(Dataset entries)
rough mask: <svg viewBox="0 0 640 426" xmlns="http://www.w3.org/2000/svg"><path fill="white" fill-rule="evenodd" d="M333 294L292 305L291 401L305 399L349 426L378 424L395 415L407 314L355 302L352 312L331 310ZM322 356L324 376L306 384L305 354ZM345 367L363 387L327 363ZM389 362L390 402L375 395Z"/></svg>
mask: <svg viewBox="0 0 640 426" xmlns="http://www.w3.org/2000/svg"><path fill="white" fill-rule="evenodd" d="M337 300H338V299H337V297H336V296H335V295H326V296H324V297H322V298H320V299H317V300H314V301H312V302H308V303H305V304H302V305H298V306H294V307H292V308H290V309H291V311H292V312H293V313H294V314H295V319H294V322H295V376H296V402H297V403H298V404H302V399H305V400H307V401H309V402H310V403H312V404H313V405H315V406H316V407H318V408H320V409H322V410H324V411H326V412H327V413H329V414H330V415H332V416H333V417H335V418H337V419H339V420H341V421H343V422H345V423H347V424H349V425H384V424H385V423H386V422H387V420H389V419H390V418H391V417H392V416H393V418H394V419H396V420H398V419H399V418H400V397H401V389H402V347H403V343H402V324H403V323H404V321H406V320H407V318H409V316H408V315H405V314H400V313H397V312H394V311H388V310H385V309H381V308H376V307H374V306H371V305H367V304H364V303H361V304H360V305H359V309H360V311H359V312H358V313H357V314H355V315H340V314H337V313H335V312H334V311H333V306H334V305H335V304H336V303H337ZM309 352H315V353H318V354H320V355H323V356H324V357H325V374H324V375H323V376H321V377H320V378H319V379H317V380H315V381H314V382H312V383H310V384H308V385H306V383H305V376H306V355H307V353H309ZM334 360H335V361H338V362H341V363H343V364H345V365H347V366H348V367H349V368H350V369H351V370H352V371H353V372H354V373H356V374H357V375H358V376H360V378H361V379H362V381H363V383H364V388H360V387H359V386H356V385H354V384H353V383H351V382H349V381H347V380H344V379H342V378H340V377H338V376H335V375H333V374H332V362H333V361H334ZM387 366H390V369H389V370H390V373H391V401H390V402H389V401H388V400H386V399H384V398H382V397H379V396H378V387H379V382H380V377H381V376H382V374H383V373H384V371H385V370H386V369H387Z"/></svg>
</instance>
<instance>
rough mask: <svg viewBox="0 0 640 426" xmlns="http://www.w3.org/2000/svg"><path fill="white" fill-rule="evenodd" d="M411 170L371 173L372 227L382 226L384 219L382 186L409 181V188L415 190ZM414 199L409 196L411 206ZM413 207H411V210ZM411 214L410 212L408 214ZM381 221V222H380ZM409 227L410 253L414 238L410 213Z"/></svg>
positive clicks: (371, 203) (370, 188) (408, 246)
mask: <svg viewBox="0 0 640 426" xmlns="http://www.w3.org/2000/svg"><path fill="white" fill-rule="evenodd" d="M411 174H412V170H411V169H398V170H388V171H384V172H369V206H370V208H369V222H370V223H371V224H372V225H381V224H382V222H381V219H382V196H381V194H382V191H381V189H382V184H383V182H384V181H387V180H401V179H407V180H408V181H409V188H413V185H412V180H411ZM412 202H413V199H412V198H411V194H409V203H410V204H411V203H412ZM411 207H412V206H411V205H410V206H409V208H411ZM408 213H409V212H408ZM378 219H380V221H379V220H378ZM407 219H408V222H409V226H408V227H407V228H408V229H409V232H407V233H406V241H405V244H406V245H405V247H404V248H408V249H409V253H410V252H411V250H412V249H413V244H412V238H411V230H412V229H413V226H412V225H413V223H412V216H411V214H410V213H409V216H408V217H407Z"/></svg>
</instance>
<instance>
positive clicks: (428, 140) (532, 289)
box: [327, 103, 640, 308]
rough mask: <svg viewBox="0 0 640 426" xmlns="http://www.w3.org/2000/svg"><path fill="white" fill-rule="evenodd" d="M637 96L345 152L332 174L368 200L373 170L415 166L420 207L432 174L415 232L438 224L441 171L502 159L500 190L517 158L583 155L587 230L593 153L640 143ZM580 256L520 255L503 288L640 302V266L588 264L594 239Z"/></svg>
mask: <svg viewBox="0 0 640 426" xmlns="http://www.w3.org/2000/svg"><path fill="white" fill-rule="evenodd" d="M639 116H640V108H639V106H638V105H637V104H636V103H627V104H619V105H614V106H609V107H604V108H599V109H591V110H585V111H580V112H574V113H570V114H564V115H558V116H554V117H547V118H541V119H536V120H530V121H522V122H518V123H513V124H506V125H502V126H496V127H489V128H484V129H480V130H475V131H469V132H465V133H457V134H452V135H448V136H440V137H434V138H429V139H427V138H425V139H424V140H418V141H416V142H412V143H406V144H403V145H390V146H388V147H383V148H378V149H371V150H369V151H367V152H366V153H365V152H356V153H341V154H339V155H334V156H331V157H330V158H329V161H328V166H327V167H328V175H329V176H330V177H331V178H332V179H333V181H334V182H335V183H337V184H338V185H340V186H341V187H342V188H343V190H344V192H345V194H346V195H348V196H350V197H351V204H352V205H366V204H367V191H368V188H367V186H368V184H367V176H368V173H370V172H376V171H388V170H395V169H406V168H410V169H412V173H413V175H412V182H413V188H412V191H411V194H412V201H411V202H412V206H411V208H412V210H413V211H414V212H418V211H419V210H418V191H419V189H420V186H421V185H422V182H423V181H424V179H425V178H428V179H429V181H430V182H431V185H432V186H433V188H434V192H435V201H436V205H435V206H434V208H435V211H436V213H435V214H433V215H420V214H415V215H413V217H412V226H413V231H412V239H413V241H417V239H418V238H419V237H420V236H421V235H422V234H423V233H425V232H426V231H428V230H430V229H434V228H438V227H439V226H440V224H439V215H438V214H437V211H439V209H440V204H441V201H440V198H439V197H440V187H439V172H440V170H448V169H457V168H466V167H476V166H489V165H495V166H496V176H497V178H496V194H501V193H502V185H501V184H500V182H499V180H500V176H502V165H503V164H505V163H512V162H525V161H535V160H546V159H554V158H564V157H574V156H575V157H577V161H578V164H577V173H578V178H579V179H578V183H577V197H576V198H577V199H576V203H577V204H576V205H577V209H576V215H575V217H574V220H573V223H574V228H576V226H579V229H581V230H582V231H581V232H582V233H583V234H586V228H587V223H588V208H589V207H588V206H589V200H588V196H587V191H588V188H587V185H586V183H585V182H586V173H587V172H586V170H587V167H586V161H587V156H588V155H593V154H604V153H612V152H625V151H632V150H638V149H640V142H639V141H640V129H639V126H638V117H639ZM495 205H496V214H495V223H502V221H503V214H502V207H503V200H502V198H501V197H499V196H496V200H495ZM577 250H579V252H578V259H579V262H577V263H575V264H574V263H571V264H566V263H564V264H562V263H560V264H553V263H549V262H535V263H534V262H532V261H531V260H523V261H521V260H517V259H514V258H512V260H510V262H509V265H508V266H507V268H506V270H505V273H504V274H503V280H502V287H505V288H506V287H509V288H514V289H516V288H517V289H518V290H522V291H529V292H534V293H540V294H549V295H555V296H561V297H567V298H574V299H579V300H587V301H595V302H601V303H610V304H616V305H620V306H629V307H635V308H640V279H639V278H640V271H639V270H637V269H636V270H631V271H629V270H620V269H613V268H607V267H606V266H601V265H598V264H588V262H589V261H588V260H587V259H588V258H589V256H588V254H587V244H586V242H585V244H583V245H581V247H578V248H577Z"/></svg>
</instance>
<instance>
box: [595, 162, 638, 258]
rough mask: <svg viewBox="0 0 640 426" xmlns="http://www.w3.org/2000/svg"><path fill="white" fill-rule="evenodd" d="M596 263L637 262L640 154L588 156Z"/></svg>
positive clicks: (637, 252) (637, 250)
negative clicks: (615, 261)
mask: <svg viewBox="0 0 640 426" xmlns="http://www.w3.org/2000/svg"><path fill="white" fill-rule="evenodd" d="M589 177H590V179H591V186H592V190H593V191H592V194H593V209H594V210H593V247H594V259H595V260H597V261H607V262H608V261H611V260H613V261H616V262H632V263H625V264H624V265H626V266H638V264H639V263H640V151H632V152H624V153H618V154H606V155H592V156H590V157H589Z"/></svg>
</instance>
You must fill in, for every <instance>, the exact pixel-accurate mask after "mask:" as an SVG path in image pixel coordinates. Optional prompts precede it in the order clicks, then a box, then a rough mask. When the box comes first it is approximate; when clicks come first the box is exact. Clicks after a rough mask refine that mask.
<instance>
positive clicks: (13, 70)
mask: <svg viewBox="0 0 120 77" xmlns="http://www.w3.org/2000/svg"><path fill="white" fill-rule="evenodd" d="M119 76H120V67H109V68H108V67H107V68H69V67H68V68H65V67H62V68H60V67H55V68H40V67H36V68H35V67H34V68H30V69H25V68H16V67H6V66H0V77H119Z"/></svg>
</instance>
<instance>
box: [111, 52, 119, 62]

* Work task *
Each line from the one with "263L637 262L640 154L588" through the last line of the records must be written out word for word. Include nothing else.

* Answer to the problem *
rough mask: <svg viewBox="0 0 640 426" xmlns="http://www.w3.org/2000/svg"><path fill="white" fill-rule="evenodd" d="M596 263L637 262L640 154L588 156Z"/></svg>
positive clicks: (637, 252) (637, 250)
negative clicks: (615, 261)
mask: <svg viewBox="0 0 640 426" xmlns="http://www.w3.org/2000/svg"><path fill="white" fill-rule="evenodd" d="M589 177H590V179H591V186H592V190H593V191H592V194H593V209H594V210H593V247H594V259H595V260H597V261H607V262H608V261H611V260H613V261H616V262H632V263H625V264H624V265H626V266H638V264H639V263H640V151H632V152H624V153H618V154H606V155H592V156H590V157H589Z"/></svg>
</instance>
You must fill in, for every <instance>, the exact pixel-accurate mask after "mask:" as an SVG path in image pixel coordinates. Optional prompts precede it in the order clicks, then a box, then a rough mask. When the box comes first it is approximate; when clicks come first the box is exact. Clicks after a rough mask refine that mask.
<instance>
positive clicks: (13, 70)
mask: <svg viewBox="0 0 120 77" xmlns="http://www.w3.org/2000/svg"><path fill="white" fill-rule="evenodd" d="M119 76H120V67H109V68H108V67H107V68H69V67H68V68H65V67H62V68H60V67H55V68H40V67H36V68H35V67H34V68H30V69H25V68H16V67H6V66H0V77H119Z"/></svg>
</instance>
<instance>
box: [111, 52, 119, 62]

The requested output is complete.